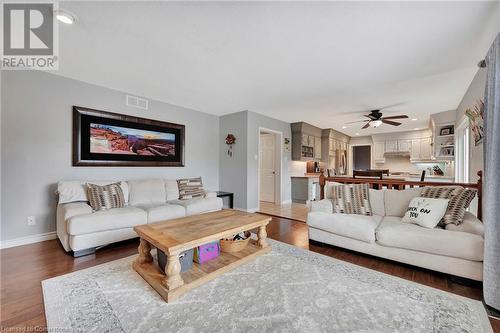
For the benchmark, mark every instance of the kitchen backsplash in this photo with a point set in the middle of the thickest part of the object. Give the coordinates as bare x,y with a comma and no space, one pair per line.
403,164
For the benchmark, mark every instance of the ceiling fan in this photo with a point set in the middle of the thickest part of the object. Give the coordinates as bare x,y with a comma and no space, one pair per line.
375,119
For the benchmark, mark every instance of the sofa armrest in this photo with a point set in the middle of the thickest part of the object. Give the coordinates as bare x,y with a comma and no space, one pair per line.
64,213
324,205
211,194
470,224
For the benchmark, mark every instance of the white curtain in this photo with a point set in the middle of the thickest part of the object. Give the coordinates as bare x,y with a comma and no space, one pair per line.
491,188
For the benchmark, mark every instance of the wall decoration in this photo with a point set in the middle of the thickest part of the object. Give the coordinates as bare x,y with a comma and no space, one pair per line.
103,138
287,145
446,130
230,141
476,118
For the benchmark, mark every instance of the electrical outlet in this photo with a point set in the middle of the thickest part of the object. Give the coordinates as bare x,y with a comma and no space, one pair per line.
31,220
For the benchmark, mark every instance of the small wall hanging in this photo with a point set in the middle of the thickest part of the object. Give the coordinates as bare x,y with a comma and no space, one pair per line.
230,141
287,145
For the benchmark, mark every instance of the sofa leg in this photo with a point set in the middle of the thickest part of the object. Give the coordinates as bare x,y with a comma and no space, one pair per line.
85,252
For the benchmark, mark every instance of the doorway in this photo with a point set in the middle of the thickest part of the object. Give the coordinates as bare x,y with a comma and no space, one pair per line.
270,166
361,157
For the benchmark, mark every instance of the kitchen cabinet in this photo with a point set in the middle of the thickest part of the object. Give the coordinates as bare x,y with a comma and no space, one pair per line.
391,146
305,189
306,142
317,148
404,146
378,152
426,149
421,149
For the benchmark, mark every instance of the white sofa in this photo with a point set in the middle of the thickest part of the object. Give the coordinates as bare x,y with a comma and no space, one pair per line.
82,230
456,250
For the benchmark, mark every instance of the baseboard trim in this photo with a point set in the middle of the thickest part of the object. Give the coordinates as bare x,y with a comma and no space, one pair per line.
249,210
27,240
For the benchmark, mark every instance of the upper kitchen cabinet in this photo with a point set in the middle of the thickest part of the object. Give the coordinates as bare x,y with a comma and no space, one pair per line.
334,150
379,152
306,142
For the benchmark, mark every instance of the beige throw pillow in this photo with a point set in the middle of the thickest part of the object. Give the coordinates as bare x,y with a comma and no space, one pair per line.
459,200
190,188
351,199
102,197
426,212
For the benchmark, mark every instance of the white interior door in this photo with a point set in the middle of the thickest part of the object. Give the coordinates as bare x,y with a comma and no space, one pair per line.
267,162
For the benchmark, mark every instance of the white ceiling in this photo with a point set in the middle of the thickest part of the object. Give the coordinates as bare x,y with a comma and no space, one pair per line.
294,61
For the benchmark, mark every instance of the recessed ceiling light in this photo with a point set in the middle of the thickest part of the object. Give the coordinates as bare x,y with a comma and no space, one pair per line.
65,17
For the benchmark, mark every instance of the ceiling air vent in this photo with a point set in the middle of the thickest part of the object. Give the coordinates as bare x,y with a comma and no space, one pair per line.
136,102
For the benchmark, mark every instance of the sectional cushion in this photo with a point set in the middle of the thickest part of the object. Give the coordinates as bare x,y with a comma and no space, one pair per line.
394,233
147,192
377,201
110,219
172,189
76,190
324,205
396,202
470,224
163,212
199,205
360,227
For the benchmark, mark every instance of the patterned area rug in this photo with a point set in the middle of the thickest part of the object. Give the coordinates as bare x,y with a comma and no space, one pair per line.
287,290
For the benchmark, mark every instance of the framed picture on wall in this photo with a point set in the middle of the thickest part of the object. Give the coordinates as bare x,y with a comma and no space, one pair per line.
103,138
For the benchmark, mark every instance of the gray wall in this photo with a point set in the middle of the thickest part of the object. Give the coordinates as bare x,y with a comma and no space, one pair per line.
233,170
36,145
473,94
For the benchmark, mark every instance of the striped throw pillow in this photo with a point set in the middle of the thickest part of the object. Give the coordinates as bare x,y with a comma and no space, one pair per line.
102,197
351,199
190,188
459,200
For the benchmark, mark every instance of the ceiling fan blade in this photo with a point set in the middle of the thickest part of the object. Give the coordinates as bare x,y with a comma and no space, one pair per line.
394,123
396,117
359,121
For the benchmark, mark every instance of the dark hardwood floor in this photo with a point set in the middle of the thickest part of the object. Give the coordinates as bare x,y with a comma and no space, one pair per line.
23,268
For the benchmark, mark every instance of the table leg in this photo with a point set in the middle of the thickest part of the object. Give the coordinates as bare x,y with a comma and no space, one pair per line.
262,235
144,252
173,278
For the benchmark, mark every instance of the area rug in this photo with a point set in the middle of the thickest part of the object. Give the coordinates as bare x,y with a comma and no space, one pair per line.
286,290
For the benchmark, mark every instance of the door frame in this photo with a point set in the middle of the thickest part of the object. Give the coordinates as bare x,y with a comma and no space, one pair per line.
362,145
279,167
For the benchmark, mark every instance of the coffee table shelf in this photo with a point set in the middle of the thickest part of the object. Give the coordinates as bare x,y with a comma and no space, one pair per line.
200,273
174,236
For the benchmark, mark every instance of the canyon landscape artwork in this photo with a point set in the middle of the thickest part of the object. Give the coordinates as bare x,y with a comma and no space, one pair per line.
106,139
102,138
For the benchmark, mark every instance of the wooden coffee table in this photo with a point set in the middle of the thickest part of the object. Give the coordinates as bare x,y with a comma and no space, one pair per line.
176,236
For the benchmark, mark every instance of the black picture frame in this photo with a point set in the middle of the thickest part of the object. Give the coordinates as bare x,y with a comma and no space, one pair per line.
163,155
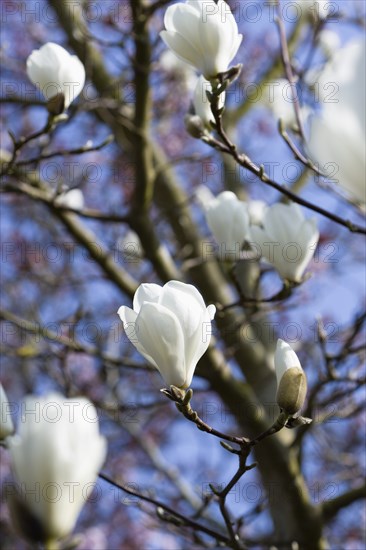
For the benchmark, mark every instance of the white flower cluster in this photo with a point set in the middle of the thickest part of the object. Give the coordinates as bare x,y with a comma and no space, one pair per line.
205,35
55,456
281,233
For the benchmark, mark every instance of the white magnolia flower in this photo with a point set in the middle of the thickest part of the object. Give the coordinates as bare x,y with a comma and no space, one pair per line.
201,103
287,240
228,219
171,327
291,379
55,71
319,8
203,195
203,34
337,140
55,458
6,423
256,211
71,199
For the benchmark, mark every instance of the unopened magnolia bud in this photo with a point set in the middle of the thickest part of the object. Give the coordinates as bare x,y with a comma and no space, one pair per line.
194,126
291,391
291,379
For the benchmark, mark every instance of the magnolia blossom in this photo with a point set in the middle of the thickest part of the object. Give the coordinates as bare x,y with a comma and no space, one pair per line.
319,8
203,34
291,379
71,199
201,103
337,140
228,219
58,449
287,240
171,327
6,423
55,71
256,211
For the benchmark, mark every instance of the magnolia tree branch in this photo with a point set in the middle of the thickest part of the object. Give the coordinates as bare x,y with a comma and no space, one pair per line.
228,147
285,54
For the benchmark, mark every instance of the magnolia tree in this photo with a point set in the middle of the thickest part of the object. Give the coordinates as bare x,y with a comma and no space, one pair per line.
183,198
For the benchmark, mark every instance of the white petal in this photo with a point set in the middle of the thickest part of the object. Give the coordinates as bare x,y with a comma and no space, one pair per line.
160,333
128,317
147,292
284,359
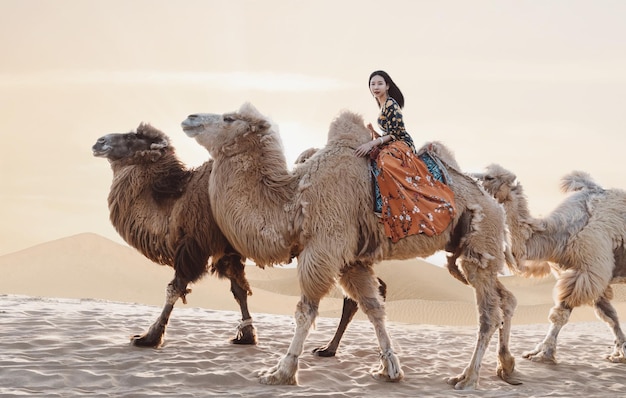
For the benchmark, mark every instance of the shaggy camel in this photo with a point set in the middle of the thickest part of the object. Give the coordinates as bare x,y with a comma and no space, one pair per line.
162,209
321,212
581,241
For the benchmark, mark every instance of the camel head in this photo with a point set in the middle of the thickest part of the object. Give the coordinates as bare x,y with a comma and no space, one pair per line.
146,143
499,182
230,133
================================
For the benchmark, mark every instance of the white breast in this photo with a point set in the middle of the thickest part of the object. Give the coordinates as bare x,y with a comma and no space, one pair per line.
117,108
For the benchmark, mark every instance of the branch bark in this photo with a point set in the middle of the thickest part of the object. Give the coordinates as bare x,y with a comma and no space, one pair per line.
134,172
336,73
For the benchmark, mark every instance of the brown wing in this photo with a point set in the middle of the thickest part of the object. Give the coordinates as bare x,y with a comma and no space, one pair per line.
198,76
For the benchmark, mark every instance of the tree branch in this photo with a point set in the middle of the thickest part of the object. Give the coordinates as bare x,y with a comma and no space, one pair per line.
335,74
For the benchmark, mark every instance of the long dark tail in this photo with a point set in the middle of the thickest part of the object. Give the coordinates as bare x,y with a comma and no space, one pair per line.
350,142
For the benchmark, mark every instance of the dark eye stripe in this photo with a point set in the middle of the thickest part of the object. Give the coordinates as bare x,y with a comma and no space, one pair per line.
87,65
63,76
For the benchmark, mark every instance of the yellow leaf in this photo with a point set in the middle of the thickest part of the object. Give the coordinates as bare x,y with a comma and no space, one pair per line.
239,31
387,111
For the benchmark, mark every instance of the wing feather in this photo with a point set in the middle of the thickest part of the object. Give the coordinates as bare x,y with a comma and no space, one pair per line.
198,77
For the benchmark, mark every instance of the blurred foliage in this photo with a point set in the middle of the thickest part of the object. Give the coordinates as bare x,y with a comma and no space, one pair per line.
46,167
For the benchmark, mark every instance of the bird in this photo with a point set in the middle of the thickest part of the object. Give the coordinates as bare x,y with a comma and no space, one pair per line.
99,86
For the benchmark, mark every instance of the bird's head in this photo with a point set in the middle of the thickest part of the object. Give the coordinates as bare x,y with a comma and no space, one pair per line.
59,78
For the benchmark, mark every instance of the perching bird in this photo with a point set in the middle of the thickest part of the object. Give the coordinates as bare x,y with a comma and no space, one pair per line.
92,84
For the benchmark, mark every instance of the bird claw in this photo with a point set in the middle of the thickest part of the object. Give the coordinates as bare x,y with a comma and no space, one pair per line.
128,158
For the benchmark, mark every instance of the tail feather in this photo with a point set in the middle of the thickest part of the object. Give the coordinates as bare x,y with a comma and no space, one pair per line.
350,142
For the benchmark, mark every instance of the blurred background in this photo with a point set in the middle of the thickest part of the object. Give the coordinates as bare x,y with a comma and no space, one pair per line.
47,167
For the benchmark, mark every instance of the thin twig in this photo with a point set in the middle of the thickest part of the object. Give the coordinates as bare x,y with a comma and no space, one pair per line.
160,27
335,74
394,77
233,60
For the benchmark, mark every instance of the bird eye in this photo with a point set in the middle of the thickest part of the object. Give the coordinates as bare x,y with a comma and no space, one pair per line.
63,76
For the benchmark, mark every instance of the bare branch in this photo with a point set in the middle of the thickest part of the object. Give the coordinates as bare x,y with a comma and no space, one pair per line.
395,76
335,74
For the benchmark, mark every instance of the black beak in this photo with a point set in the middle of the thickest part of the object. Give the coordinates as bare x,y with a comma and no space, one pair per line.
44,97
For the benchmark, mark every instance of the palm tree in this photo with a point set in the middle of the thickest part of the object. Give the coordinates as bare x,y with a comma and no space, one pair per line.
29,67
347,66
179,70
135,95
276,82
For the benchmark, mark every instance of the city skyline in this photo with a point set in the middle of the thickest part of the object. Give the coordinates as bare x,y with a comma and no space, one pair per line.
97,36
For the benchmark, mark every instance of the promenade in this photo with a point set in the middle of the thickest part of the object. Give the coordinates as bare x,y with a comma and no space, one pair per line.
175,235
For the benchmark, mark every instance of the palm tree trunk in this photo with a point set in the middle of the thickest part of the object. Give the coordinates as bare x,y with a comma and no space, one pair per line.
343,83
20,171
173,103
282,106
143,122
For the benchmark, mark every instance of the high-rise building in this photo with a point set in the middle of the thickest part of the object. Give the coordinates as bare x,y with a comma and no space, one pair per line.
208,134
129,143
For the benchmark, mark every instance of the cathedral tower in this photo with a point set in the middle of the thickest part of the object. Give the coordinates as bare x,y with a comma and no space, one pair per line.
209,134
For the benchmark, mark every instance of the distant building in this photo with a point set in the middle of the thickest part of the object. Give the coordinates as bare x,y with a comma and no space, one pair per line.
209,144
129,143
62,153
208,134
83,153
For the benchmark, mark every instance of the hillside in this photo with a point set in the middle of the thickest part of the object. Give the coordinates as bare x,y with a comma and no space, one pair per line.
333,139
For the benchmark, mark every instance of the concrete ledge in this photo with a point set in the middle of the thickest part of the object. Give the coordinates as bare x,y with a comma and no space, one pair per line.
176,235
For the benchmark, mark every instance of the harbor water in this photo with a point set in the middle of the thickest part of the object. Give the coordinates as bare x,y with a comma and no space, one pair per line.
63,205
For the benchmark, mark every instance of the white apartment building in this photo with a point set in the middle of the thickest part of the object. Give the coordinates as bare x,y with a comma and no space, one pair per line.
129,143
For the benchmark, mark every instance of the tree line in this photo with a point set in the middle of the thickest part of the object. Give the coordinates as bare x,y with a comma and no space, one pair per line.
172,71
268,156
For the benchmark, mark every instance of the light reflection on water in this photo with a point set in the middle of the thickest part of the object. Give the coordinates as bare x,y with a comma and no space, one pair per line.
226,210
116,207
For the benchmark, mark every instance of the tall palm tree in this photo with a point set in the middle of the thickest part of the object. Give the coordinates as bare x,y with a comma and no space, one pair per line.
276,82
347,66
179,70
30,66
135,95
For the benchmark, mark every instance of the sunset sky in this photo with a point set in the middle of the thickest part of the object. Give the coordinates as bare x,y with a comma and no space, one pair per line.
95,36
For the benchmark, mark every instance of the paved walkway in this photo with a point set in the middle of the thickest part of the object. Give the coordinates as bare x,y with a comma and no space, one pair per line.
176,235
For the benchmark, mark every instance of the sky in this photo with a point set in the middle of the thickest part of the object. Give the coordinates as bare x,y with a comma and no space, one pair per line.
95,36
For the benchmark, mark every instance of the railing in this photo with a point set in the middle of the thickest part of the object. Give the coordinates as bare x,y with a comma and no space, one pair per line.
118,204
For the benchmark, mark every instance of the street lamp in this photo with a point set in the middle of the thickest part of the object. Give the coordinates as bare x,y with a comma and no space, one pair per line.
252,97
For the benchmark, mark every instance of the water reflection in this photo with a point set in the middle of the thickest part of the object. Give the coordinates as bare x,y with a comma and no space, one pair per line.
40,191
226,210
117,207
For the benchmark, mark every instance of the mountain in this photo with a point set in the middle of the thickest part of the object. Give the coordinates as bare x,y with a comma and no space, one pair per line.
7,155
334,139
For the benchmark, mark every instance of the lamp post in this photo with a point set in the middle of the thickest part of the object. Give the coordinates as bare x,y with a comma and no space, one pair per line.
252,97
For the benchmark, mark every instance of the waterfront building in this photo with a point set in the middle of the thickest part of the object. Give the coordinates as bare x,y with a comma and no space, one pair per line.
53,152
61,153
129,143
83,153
================================
§ **TASK DIRECTIONS**:
Count the lines in the rows above that contain the string "sofa", and give only the number.

§ **RESULT**:
3